* [Your objective]:
In the forum thread below on picture formats, which format does HyperLiteG4 use when an image has layers?

* [Excerpt]:
########################################
# best picture format



## xaqintosh (Jun 2, 2002)

which picture format has the best quality?


----------



## Matrix Agent (Jun 2, 2002)

I'm going to guess TIFF.


----------



## uoba (Jun 2, 2002)

Or a straight Photoshop file!


----------



## xaqintosh (Jun 2, 2002)

Ok, thanks


----------



## Nummi_G4 (Jun 2, 2002)

Yes... TIFF is the best format overall.  And for web... I would go with JPEG or PING.  But some browsers have a problem with ping files.


----------



## BlingBling 3k12 (Jun 2, 2002)

like IE for Windows




There was a website that used PNG files... damn it looked crappy... then they explained... so i felt ****ed off...


----------



## HyperLiteG4 (Jun 3, 2002)

I'd say TIFF is the best too. That's what I use for all my publishing files. It's nice because it lets you keep a very nice image and compress it as well. Other than that, I use the Photoshop format if there are any layers, and the PICT format if I want others to see the image but keep it lossless (uncompressed). And for web stuff, I'd say JPEG or GIF, depending on what it's for....

just my $0.02


----------



## chemistry_geek (Jun 3, 2002)

TIFF is a LOSSLESS image format.  This explains why if you scan them in from a scanner, they are HUGE.  TIFF is your best option for archiving old family photos to a CD because none of the image data is lost in TIFF format (unlike JPEG).

I read somewhere in the not too distant past that JPEG images are going to have an additional compression scheme and going to have the extension of *.JP2 (for JPEG 2000), or something like that.


----------
########################################
* [Dataset content]:
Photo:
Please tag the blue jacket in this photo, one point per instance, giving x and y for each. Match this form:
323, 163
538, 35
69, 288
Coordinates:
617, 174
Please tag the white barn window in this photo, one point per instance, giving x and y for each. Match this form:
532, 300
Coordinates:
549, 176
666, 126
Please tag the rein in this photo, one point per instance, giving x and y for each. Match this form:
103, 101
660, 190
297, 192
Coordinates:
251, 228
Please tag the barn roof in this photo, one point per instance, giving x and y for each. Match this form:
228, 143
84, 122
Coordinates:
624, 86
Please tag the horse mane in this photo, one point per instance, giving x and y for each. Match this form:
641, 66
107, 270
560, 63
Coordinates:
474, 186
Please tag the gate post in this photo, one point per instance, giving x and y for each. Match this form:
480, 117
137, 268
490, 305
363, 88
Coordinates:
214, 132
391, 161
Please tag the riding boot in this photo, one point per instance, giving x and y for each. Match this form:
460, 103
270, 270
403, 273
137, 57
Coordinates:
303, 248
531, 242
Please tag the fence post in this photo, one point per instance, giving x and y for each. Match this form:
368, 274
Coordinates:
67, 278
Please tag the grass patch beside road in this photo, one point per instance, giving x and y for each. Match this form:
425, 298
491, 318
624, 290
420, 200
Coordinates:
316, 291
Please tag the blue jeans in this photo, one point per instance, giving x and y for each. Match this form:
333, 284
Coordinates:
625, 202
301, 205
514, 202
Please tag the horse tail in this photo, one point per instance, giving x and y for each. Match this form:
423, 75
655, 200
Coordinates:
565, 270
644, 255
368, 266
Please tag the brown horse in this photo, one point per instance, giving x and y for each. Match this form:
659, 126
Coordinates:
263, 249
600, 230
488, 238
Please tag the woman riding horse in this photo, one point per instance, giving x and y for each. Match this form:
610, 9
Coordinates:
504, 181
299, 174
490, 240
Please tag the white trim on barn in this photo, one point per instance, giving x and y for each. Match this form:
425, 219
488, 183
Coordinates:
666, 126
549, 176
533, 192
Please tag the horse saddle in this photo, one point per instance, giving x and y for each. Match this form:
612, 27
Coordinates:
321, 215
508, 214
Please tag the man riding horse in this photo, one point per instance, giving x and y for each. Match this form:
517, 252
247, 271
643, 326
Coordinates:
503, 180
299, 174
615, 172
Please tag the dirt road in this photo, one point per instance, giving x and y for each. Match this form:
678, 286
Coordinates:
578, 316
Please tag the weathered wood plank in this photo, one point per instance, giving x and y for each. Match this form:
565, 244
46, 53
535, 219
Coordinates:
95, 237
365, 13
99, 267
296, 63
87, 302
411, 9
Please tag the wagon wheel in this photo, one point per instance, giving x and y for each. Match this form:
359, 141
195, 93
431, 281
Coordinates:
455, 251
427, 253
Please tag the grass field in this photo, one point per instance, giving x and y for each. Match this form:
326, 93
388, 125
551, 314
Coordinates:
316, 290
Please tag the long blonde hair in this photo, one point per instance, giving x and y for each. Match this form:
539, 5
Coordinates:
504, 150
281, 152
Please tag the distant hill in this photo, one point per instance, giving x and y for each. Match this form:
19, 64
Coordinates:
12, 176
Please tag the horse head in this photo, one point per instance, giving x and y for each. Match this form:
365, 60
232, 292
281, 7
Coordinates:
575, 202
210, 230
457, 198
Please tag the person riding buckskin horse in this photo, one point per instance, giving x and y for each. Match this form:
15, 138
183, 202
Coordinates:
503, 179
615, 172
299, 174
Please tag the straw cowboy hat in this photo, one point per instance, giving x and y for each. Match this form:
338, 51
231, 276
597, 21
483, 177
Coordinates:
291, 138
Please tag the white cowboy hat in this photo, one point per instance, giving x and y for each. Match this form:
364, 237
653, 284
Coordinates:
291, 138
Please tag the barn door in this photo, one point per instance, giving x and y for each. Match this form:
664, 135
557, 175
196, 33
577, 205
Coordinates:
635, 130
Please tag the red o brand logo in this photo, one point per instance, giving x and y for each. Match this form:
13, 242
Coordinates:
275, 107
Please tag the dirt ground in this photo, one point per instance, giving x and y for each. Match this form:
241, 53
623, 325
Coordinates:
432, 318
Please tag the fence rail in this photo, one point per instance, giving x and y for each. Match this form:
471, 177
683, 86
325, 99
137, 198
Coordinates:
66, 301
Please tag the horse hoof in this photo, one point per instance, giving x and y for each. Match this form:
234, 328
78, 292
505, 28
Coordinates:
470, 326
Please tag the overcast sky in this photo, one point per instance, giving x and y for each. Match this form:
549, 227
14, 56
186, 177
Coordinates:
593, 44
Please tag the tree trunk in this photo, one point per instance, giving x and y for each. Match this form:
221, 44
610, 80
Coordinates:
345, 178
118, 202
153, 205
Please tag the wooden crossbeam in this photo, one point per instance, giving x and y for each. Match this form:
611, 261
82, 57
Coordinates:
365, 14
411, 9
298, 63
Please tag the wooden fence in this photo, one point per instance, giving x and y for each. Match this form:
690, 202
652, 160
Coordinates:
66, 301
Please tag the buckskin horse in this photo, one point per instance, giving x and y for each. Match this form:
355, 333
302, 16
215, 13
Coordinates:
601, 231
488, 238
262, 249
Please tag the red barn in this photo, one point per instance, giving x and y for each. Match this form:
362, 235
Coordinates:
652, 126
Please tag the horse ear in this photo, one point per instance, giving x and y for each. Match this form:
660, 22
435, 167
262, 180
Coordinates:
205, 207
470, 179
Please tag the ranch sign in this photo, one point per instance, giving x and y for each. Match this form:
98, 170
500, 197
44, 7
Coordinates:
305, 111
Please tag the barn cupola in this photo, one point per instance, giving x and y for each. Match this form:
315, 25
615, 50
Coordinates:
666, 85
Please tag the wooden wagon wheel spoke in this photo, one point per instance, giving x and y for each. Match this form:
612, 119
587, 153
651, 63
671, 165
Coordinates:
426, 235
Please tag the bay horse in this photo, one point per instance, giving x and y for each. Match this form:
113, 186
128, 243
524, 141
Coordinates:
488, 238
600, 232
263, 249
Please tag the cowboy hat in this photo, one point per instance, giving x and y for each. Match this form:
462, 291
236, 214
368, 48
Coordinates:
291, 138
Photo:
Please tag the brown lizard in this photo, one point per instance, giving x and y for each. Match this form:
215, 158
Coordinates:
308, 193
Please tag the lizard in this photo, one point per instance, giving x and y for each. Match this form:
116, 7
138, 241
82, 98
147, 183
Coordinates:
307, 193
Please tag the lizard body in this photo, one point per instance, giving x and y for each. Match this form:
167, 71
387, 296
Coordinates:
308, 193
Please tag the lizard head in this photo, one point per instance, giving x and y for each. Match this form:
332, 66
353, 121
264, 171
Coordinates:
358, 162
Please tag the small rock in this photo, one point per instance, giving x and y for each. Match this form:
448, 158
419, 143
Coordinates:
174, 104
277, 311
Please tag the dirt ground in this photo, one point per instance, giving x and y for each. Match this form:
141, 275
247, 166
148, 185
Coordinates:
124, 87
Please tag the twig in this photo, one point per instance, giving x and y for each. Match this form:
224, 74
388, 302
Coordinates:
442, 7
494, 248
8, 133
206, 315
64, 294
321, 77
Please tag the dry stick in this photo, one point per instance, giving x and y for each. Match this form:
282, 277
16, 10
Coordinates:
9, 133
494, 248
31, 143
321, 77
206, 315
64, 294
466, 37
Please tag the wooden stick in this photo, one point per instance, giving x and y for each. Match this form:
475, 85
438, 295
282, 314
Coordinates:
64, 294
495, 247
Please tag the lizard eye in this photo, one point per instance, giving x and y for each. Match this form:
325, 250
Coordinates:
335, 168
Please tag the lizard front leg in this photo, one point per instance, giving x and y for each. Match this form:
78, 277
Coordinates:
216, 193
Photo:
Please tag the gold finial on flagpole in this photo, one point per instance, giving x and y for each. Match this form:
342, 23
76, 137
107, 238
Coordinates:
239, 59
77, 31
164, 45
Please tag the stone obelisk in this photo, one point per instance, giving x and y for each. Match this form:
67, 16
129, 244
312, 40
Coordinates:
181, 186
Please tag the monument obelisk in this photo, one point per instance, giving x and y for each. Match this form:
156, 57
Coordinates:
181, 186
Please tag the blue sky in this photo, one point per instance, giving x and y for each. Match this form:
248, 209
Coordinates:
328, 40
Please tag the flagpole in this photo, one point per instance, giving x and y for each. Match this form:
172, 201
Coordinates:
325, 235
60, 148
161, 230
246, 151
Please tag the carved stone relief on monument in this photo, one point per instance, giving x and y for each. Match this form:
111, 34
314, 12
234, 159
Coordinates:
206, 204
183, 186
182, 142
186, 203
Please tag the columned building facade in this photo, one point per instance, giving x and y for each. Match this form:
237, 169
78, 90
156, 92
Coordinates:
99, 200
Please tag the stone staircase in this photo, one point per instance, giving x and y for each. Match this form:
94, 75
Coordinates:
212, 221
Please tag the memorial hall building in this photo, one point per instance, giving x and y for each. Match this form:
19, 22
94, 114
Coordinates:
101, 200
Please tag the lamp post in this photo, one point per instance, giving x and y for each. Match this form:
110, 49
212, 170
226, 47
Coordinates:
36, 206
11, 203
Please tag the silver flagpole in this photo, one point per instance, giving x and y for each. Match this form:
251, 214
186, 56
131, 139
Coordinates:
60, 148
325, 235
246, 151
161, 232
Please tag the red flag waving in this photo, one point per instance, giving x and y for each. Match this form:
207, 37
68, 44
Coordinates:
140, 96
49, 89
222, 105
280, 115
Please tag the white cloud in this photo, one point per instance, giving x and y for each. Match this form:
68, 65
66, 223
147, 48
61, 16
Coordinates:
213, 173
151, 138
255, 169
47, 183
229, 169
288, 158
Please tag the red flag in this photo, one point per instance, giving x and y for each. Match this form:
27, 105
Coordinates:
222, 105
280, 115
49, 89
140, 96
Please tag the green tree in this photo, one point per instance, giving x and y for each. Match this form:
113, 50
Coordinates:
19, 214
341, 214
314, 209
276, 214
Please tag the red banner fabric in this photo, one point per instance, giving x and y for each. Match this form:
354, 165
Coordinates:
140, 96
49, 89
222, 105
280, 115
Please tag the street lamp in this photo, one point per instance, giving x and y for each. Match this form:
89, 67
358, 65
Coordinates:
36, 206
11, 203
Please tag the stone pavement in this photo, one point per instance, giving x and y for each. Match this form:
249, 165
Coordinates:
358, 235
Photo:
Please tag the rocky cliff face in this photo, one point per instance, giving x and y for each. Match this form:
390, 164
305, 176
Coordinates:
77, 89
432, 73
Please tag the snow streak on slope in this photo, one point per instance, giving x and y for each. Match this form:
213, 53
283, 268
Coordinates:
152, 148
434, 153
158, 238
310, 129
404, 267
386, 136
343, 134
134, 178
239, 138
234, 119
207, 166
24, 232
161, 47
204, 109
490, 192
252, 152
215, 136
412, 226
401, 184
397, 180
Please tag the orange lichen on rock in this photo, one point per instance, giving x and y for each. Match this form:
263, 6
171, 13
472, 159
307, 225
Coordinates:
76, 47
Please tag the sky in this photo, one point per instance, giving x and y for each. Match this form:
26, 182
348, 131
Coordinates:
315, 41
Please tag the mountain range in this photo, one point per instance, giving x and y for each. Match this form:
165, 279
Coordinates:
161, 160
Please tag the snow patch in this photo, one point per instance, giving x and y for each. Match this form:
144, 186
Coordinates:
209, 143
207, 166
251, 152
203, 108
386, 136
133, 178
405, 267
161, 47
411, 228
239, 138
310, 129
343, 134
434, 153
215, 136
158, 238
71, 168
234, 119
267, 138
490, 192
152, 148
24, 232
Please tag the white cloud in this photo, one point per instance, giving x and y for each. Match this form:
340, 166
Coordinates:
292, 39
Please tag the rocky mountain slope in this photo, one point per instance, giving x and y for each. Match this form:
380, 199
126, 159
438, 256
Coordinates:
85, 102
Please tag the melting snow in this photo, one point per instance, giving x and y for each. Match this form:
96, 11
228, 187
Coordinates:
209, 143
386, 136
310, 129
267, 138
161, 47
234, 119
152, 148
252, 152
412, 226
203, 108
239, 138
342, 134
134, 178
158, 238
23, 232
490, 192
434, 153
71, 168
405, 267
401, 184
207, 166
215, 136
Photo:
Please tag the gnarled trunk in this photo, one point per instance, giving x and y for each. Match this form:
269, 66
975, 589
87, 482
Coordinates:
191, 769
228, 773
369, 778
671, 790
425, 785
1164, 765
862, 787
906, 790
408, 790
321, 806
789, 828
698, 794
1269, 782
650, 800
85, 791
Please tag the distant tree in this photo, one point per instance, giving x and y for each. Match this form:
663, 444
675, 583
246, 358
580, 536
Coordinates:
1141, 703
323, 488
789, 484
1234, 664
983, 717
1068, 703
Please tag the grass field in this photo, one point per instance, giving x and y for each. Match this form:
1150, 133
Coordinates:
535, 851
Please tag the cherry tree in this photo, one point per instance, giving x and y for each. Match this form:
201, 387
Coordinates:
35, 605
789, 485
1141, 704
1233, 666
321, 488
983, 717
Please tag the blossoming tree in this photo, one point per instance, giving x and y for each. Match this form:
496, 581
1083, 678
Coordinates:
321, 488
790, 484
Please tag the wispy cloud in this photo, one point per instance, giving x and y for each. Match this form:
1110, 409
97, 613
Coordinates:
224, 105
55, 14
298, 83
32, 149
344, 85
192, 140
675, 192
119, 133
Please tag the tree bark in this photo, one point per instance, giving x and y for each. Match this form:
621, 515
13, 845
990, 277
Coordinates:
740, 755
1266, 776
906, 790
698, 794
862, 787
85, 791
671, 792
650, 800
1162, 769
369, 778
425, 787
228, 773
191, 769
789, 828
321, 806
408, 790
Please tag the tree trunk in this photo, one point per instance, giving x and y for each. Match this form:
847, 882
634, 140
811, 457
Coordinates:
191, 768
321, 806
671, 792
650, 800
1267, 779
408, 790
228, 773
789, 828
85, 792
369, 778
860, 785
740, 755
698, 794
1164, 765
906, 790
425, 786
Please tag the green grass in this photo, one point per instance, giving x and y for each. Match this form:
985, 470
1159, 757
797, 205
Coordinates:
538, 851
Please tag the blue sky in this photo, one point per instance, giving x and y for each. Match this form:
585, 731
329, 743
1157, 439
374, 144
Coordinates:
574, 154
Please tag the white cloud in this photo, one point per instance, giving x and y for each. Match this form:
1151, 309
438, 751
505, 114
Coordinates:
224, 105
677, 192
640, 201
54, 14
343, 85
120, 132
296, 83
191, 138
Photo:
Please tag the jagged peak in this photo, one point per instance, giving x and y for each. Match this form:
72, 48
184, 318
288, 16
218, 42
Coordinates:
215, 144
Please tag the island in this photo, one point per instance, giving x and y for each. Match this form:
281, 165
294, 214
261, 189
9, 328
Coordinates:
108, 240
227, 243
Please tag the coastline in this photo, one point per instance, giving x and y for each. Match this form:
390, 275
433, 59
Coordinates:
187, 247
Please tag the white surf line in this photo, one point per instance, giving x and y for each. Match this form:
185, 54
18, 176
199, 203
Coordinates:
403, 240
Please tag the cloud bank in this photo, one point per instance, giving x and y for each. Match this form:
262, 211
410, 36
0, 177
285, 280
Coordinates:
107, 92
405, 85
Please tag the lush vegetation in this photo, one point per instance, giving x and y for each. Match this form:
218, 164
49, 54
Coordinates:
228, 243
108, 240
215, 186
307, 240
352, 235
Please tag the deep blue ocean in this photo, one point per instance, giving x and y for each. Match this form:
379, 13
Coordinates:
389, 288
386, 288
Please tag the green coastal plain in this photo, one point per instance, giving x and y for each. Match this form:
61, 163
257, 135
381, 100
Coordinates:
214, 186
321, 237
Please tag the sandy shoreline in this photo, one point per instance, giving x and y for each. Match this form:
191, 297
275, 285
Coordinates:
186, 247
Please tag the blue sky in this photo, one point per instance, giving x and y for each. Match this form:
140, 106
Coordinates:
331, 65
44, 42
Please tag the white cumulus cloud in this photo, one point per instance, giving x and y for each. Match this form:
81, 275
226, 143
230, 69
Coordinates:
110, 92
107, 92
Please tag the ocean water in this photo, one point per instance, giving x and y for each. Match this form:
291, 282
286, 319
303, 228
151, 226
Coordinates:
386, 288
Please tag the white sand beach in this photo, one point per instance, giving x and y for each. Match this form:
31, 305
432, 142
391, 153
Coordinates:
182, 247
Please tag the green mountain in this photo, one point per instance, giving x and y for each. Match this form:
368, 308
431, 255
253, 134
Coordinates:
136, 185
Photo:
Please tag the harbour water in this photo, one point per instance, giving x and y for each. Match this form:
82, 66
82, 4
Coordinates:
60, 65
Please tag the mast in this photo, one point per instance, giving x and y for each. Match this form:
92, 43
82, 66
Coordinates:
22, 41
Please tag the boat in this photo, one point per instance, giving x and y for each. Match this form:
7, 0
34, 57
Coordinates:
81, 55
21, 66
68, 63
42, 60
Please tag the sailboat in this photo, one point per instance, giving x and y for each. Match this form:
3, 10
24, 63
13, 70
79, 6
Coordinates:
########################################
* [Exercise response]:
The Photoshop format.